Starting at the first line and ending at the one with "Target: man in the water", give the lines of the listing again exactly, and nothing else; skip the pictures.

◇ ◇ ◇ ◇ ◇ ◇ ◇

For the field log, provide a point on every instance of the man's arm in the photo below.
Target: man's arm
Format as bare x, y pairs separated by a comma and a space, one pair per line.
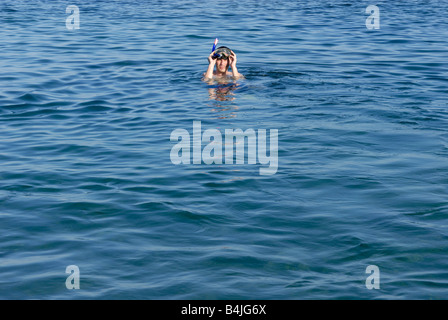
211, 67
235, 72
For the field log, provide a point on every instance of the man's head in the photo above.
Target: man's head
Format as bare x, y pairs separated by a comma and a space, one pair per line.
222, 55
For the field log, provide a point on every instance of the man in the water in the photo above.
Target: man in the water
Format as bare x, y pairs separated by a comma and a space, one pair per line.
222, 58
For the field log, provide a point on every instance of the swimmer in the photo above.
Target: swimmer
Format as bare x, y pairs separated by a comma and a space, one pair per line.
223, 58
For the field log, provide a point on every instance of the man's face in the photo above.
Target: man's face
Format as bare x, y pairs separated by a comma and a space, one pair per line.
222, 65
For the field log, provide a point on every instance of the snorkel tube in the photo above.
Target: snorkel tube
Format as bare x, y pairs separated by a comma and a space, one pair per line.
214, 44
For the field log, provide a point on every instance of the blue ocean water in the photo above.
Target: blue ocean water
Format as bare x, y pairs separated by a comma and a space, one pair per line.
86, 177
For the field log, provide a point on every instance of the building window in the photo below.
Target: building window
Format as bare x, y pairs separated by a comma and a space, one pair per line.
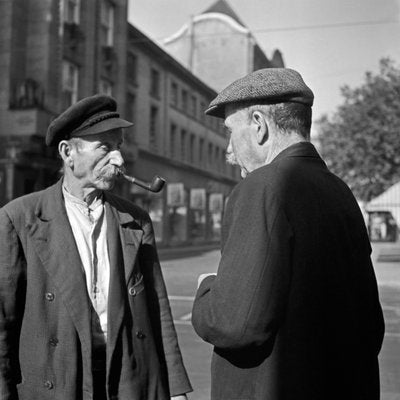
201, 151
183, 145
106, 23
153, 127
70, 75
174, 94
71, 11
105, 87
202, 109
172, 140
155, 83
210, 155
184, 100
130, 107
191, 147
217, 158
131, 69
193, 106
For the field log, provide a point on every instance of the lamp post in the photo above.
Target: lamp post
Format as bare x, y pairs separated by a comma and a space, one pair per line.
11, 156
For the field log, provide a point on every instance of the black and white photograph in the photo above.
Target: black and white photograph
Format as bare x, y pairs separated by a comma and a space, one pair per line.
200, 200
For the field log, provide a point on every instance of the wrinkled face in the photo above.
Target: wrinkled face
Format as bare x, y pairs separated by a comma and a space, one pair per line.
241, 148
97, 158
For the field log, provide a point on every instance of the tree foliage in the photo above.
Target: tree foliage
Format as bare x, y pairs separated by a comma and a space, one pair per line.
361, 141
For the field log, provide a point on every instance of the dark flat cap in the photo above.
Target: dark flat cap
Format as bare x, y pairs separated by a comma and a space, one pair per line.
269, 86
89, 116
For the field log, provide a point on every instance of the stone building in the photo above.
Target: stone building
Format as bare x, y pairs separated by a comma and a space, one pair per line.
56, 52
53, 53
218, 48
174, 138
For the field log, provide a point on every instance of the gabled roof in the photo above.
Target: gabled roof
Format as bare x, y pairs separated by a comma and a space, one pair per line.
222, 7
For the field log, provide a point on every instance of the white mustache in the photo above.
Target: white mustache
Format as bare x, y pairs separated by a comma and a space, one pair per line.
231, 158
109, 173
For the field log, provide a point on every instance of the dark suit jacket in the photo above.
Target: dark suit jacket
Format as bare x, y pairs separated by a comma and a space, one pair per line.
45, 310
293, 312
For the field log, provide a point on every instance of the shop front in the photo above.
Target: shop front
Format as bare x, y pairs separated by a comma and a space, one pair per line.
189, 209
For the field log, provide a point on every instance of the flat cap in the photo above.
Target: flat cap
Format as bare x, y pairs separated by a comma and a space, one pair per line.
89, 116
268, 85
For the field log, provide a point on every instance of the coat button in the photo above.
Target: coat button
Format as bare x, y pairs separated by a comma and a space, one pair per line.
140, 335
49, 296
48, 385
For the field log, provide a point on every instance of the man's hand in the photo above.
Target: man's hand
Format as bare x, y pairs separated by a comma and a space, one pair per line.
202, 277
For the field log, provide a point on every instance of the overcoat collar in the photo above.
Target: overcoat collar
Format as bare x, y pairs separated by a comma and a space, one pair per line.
301, 149
123, 238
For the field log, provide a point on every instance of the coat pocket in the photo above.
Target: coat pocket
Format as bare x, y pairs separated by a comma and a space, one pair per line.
137, 287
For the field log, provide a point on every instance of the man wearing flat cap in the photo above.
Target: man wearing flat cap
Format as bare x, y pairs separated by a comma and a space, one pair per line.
293, 311
84, 312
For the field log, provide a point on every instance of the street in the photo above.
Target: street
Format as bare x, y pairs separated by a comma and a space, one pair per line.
181, 280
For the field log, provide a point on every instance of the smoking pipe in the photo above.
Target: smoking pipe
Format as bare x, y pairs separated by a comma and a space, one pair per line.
155, 185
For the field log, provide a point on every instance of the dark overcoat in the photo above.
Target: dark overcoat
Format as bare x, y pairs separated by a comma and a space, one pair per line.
294, 311
45, 310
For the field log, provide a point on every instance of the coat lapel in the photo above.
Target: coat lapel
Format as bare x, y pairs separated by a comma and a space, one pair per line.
57, 250
123, 239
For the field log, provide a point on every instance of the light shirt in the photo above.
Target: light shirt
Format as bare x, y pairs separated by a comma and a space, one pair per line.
89, 226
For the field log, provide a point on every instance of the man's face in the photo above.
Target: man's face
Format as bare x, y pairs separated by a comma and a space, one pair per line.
97, 158
241, 148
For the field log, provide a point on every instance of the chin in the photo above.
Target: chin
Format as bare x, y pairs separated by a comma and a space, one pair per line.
106, 185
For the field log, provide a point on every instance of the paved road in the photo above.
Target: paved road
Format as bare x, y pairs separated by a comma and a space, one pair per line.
181, 279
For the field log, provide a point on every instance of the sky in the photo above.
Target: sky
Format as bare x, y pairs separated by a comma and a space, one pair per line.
332, 43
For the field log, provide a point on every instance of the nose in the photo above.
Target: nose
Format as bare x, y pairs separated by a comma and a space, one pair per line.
116, 158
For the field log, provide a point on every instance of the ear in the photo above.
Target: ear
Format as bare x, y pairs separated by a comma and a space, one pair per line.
261, 126
65, 150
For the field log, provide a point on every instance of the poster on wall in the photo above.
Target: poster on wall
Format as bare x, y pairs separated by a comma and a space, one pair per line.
216, 202
175, 194
198, 199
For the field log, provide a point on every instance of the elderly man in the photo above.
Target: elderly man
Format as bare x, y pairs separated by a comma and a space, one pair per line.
293, 311
84, 313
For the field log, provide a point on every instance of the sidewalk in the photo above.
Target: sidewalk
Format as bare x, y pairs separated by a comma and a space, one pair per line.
171, 253
386, 259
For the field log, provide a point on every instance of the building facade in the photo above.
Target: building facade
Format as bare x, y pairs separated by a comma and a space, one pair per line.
53, 53
218, 48
56, 52
175, 139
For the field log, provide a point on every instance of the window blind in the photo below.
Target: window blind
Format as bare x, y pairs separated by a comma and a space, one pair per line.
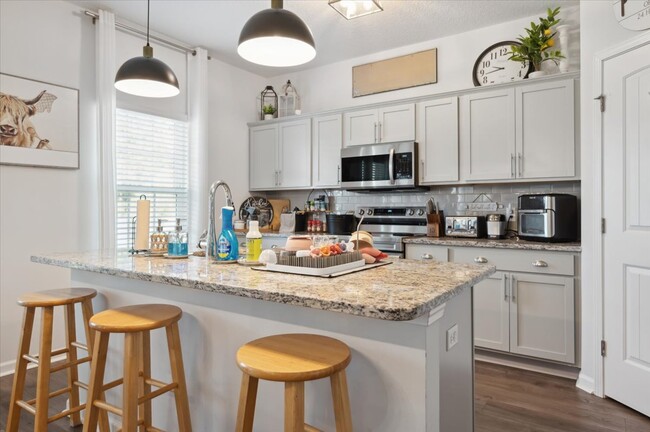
151, 158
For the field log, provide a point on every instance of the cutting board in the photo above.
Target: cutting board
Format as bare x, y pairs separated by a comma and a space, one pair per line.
279, 206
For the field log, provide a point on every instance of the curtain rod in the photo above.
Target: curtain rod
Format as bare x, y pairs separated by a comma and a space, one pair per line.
185, 48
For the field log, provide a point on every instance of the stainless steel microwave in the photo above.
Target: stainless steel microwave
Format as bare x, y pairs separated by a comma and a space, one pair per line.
379, 166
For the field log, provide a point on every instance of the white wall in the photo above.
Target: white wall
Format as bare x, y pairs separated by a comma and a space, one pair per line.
600, 31
42, 208
330, 87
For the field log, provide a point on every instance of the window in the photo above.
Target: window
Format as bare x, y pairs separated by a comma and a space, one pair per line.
151, 158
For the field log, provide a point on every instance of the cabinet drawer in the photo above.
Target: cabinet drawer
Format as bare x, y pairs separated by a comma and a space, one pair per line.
518, 260
427, 252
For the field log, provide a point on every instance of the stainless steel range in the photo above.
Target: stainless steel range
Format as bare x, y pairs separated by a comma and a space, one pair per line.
389, 225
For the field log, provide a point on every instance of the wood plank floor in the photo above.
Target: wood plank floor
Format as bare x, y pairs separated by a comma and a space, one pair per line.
507, 400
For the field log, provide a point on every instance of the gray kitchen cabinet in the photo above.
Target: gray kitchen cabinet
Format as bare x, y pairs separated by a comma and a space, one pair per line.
280, 156
437, 135
545, 130
487, 135
386, 124
327, 140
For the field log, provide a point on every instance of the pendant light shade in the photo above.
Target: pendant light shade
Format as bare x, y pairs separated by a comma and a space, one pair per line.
276, 37
146, 76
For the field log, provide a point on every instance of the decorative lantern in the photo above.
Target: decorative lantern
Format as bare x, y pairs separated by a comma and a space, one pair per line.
289, 100
268, 104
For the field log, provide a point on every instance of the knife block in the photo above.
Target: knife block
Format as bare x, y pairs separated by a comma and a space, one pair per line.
435, 225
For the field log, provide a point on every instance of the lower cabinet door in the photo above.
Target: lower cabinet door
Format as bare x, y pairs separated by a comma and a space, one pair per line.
542, 317
491, 306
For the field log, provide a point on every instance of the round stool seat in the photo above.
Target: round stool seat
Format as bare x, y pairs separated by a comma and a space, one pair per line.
56, 297
293, 357
136, 318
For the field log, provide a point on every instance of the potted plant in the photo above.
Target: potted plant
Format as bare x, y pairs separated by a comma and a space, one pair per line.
536, 48
269, 111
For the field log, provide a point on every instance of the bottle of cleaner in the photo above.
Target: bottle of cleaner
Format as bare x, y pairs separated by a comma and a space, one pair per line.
253, 242
227, 246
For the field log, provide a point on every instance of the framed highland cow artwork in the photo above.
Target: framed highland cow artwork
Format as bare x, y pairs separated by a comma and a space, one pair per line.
39, 123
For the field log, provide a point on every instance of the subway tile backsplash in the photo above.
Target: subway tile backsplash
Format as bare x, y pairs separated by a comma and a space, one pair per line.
449, 197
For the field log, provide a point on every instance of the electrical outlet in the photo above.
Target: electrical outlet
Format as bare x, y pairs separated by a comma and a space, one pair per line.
452, 337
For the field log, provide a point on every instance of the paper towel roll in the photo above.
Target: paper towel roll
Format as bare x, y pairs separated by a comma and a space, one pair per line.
142, 225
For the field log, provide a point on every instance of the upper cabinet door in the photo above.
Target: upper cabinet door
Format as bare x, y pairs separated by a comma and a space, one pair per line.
438, 140
327, 139
361, 127
545, 130
294, 169
262, 160
488, 135
396, 123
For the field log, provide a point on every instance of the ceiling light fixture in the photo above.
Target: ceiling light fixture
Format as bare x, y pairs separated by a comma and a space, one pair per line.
355, 8
276, 37
146, 76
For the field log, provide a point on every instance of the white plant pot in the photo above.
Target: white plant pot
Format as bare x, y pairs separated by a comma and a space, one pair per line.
536, 74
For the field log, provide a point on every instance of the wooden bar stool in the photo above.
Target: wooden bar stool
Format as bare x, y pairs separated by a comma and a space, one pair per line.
47, 301
294, 359
136, 322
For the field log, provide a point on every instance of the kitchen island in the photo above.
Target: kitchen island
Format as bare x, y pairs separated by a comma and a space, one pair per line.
409, 325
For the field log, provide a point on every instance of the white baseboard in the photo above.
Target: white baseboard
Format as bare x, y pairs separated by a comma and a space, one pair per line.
586, 383
9, 367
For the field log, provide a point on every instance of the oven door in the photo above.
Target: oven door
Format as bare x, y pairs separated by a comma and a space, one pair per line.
379, 166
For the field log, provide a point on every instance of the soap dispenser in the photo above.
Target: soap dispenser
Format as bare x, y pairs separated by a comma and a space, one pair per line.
227, 245
177, 241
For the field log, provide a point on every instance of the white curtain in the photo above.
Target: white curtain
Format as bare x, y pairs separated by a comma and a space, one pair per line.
105, 75
197, 98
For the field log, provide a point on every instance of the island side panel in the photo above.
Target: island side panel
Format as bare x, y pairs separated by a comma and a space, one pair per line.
387, 376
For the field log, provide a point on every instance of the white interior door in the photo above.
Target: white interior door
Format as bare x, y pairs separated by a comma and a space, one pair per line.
626, 243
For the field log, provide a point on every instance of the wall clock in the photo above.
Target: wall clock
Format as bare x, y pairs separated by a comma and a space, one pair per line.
493, 67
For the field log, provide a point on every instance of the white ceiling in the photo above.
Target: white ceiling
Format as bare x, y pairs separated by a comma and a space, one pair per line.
216, 24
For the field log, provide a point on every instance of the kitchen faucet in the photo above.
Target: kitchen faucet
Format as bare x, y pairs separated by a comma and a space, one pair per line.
211, 245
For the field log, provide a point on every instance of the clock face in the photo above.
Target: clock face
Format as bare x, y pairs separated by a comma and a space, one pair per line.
493, 66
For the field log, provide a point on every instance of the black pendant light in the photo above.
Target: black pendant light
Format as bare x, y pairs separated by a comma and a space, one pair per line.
276, 37
146, 76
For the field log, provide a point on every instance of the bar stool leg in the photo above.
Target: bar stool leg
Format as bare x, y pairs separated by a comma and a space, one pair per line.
98, 366
178, 376
73, 373
43, 380
294, 406
341, 400
246, 409
87, 312
21, 369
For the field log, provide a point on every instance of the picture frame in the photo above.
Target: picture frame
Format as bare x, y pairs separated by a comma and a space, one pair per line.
39, 123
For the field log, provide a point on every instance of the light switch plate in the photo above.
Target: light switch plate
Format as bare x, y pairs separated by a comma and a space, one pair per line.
452, 337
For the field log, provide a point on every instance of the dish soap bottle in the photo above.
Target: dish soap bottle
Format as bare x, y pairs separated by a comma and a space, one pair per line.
253, 242
227, 245
177, 241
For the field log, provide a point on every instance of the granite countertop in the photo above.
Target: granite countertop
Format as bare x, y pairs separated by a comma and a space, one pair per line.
400, 291
492, 243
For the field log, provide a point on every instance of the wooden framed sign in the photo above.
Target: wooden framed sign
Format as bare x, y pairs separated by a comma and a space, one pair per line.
632, 14
401, 72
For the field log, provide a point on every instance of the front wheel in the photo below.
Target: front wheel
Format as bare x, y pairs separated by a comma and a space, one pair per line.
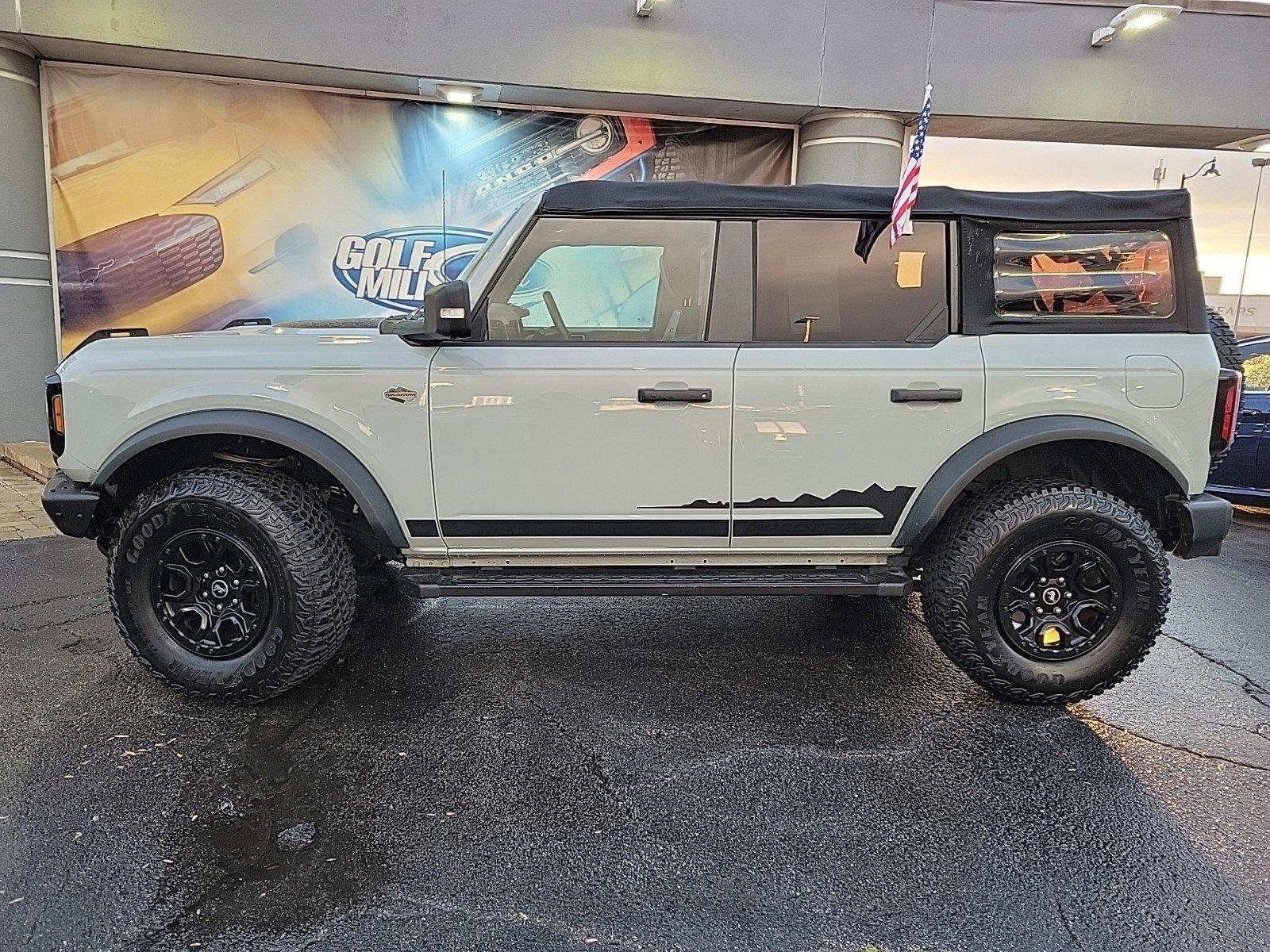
232, 582
1045, 592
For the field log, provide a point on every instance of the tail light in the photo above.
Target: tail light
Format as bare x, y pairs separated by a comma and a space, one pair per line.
56, 414
1226, 413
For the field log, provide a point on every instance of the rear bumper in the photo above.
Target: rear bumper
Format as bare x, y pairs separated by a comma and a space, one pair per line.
1203, 522
71, 505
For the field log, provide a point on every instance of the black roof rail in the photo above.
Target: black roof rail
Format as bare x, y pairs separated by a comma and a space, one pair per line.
103, 333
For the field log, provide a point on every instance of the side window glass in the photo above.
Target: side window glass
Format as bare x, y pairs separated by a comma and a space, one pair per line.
1123, 273
606, 279
814, 287
1257, 372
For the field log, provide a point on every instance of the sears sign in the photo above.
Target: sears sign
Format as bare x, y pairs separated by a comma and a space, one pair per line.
394, 268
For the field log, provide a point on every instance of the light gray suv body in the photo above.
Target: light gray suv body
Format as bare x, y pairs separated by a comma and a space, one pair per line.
683, 387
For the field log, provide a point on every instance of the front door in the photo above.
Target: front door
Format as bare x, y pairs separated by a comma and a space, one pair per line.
594, 416
852, 393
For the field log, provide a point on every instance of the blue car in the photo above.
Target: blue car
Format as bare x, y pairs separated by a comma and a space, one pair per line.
1244, 476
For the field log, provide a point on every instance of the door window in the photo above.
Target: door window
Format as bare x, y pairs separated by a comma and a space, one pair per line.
816, 289
606, 279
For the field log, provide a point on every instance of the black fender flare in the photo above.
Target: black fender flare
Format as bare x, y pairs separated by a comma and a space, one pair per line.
992, 446
283, 431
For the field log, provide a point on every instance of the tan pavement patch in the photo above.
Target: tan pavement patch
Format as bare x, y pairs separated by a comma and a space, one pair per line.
21, 513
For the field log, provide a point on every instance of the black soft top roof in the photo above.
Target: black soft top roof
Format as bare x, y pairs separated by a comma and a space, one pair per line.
711, 198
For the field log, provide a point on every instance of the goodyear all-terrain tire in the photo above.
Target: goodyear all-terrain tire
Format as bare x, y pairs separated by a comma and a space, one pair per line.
1045, 592
232, 582
1223, 338
1229, 357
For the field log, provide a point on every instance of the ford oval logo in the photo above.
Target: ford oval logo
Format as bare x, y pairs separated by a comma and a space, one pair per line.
394, 268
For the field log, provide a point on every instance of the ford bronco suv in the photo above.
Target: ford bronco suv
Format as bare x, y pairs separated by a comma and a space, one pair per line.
685, 387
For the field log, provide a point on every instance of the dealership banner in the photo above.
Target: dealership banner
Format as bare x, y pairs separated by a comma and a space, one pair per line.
186, 203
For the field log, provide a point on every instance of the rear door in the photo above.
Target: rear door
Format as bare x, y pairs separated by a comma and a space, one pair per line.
596, 416
852, 391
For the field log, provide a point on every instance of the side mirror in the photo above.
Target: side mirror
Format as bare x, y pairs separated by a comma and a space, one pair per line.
446, 317
448, 310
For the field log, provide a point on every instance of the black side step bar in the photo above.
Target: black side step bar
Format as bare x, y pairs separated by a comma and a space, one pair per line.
658, 581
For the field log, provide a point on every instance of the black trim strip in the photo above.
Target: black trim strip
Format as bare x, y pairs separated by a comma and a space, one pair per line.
474, 528
743, 528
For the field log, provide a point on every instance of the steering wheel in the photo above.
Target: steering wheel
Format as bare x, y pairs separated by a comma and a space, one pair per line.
556, 321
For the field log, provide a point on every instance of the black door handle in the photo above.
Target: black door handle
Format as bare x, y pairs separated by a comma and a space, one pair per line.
937, 395
692, 395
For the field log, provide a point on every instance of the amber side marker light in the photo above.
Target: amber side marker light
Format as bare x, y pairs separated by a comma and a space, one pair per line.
56, 414
1226, 412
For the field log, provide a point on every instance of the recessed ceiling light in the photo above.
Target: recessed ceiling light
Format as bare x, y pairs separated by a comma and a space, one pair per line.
459, 93
1134, 19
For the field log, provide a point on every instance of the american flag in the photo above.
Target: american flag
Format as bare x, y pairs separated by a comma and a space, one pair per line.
906, 196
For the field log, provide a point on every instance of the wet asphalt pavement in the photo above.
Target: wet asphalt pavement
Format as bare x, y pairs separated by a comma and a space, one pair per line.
793, 774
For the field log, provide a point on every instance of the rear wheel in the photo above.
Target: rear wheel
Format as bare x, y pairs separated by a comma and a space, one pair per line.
232, 582
1045, 592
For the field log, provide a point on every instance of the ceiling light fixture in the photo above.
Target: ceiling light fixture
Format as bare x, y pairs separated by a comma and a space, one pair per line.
1134, 19
1254, 144
459, 93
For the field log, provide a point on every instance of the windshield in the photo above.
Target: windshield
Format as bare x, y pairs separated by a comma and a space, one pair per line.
482, 268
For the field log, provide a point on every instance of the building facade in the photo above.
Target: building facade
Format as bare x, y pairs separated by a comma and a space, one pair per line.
130, 127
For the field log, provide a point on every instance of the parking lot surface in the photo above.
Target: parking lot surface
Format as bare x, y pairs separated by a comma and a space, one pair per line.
794, 774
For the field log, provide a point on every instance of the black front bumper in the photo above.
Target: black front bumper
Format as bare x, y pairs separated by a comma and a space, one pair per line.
1203, 522
71, 505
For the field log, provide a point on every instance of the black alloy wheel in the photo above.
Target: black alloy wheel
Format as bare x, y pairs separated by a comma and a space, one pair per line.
1060, 600
211, 594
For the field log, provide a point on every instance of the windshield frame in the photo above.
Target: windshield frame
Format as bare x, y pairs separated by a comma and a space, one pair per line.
487, 263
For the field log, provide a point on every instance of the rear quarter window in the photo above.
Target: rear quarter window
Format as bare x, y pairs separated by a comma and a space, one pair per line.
1079, 274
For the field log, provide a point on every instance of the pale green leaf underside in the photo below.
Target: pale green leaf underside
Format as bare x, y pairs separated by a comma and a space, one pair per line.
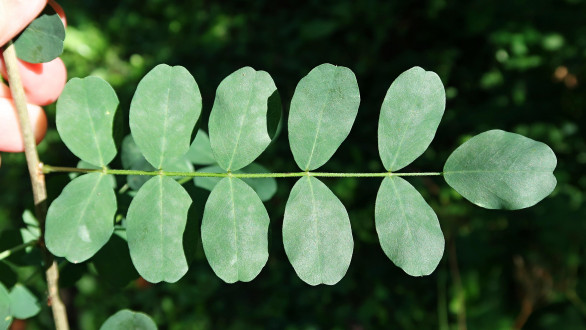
127, 319
407, 228
264, 187
316, 233
42, 40
155, 224
502, 170
5, 311
23, 303
234, 231
323, 109
200, 152
163, 113
81, 220
410, 114
238, 121
85, 119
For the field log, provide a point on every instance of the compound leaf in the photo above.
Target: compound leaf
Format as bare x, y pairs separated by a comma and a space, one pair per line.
85, 119
23, 303
42, 40
127, 319
200, 152
238, 126
81, 220
264, 187
154, 227
5, 309
408, 229
410, 114
163, 113
317, 233
502, 170
234, 231
322, 112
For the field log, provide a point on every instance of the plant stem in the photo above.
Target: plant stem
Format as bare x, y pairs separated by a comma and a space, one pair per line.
8, 253
53, 169
37, 176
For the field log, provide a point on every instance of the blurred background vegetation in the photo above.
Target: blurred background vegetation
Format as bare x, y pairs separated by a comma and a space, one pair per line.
514, 65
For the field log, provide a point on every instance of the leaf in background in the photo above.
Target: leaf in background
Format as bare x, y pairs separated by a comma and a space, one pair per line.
322, 112
163, 113
81, 220
113, 263
85, 119
127, 319
408, 229
234, 231
42, 40
410, 114
200, 152
23, 303
238, 122
154, 227
502, 170
317, 233
85, 165
5, 309
264, 187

◇ ◇ ◇ ◇ ◇ ◇ ◇

■ OUTPUT FOR THIS TASK:
For the field log, provide a point on every instance of the man's arm in the photo below.
Target: man's arm
Format as bare x, y pairs separated by a comma and a space, one pair per line.
211, 67
235, 72
For the field log, provide a point on every instance of the man's head in the photo above.
Target: man's head
Format as bare x, y pairs separated by a comma and a space, one pair per line.
222, 55
For the field log, provide a point on every instance of the man in the water in the photo above.
Target: man in the water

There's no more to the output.